* TEXTE SOURCE *
• • • •

Quatre kilomètres à pied
Redécouverte de mon corps après la grossesse avec le sport et la course à pied. Où l'on trouve de la force, de la satisfaction, et où l'on colmate des failles.
Salut,
Y en a une qui s’est clairement surestimée sur la livraison des newsletters en août... 🤡 J’avais dit que je faisais tout mon possible, je m’étais prévu des plages de travail qui impliquaient de confier ma fille à des personnes adultes et volontaires, et puis en fait, la vie m’a rattrapée. Mais d’une bonne manière, hein. D’une manière qui m’a fait penser, semaine 1 : mais attends, j’ai envie d’aller au parc avec ma fille, j’ai envie d’aller à piscine avec ma fille, j’ai envie de chiller, de profiter, de bouquiner quand elle dort et de ne même pas emporter mon ordinateur. J’espère que vous comprendrez toustes que j’ai choisi de kiffer la vibe.

• • • •

* EXERCICE À TRAITER *
Pouvez-vous écrire la suite du texte sur la course à pied après la grossesse, à partir de sa dernière phrase ? Les données ne sont pas nécessaires ici.

* DONNÉES FOURNIES *
• • • •

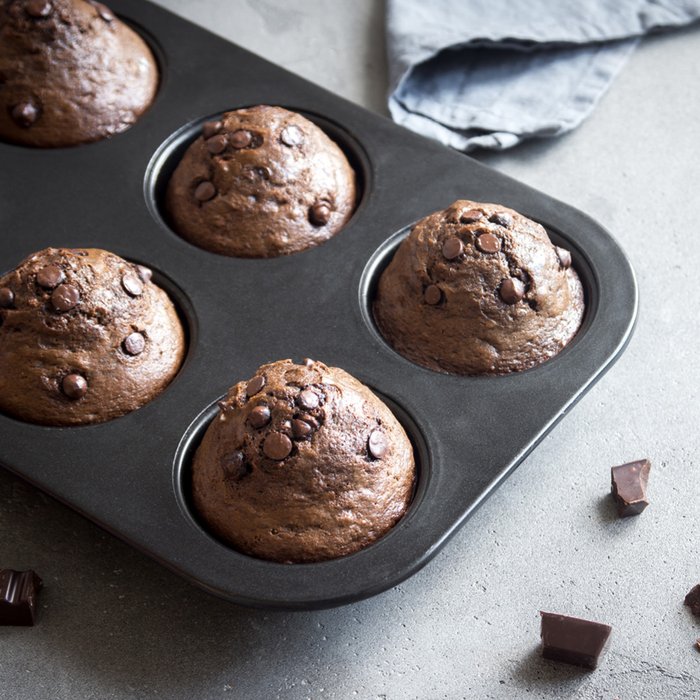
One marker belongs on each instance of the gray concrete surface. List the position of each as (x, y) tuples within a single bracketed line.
[(116, 625)]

• • • •

* LA RÉPONSE *
On est donc presque mi-août, il fait déjà 26°C à 10h40, et ce n’est pas du tout ce matin que j’ai chaussé mes baskets pour aller courir mes 4 km maintenant habituels. Autant prendre un peu de temps pour vous en parler, du coup. C’est presque comme faire du sport, d’en parler. Comment ça, pas du tout ?
Avant toute chose, j’ai décidé de vous raconter ma vie ici, et de répondre aux questions que vous m’avez posées sur le programme de course que j’ai fait, plus en détail sur mon blog avec une bonne vieille FAQ à l’ancienne. Ainsi, celleux qui veulent une histoire restent ici chez elleux, et celleux qui sont en quête de réponses, peuvent tout simplement cliquer sur ce lien.
Ça fait trois mois et demi que je cours. Ça a commencé comme un pari, celui d’apprendre à courir en même temps que le personnage principal de la comédie romantique que j’ai eue envie d’écrire sur un coup de tête. Mais aussi celui de pouvoir courir dans la forêt avec mon amie Marion, sans galérer autant que la première fois. Au fond, c’était peut-être le pari de retrouver mon corps, encore une fois.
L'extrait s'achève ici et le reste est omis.